■ **DIRECTIONS FOR THIS TASK**: Down to the final line, print the records again exactly.

■ **ENTRIES SHOWN**:
·····

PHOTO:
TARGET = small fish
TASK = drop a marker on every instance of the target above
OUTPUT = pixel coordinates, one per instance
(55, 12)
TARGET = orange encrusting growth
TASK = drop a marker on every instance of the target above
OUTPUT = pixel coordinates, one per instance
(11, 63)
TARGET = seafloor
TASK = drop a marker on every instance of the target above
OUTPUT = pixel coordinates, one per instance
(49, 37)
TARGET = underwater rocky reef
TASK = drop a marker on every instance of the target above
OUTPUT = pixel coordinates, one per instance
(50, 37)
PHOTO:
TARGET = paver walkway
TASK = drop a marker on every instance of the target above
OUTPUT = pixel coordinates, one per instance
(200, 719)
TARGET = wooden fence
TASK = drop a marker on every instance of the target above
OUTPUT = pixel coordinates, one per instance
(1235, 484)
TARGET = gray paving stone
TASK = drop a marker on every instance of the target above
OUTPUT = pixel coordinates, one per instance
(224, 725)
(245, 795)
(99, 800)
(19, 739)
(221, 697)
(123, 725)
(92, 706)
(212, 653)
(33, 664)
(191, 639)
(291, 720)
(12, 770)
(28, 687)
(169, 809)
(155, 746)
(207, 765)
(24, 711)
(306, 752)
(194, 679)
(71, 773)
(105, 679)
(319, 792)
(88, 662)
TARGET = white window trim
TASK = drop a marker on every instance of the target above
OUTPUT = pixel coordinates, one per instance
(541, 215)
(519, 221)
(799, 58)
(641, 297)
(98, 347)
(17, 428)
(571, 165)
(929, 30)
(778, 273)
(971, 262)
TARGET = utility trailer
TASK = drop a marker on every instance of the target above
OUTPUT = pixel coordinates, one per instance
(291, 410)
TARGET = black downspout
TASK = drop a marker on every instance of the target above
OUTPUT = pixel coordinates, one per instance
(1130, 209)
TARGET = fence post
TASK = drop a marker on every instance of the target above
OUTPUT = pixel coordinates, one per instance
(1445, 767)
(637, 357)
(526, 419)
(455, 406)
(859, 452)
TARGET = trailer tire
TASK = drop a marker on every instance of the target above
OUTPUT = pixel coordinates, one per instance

·····

■ **EXERCISE ANSWER**:
PHOTO:
TARGET = small fish
TASK = drop a marker on every instance of the target above
OUTPUT = pixel coordinates, one per instance
(55, 12)
TARGET = orange encrusting growth
TASK = drop a marker on every instance of the target above
OUTPUT = pixel coordinates, one per instance
(11, 63)
TARGET = seafloor
TASK = drop a marker on every instance of the target above
OUTPUT = pixel coordinates, one per instance
(49, 37)
TARGET = underwater rocky reef
TASK = drop a marker on every instance of the target above
OUTPUT = pixel coordinates, one per instance
(50, 37)
PHOTO:
TARGET = paver walkway
TASK = drop a marker on every instance of the target above
OUTPUT = pixel coordinates, one per instance
(200, 719)
TARGET = wooden fence
TASK = drop a marker on every instance of the target above
OUTPUT = pixel coordinates, one per instance
(1235, 484)
TARGET = gray paving stone
TASK = drop a marker on every instance of the target above
OUTPUT = pixel coordinates, one per instance
(224, 725)
(245, 795)
(99, 800)
(19, 739)
(221, 697)
(123, 725)
(92, 706)
(212, 653)
(33, 664)
(191, 639)
(291, 720)
(12, 770)
(28, 687)
(169, 809)
(155, 746)
(207, 765)
(24, 711)
(306, 752)
(194, 679)
(71, 773)
(105, 679)
(319, 792)
(88, 662)
TARGET = white window trim
TASK = drop a marker on every instance of the target above
OUTPUT = pixel coordinates, one per instance
(541, 215)
(519, 221)
(799, 58)
(641, 297)
(98, 347)
(17, 428)
(571, 165)
(929, 30)
(778, 273)
(971, 262)
TARGET = utility trailer
TASK = drop a marker on every instance of the target above
OUTPUT = pixel coordinates, one per instance
(291, 410)
TARGET = black downspout
TASK = drop a marker on every instance of the target above
OUTPUT = pixel coordinates, one per instance
(1130, 209)
TARGET = fence post
TASK = drop a marker on every instance of the target above
OUTPUT = pixel coordinates, one per instance
(1445, 767)
(637, 357)
(526, 419)
(455, 406)
(859, 452)
TARGET = trailer tire
TASK = drop a marker on every instance of the target above
OUTPUT = pixel coordinates, one per instance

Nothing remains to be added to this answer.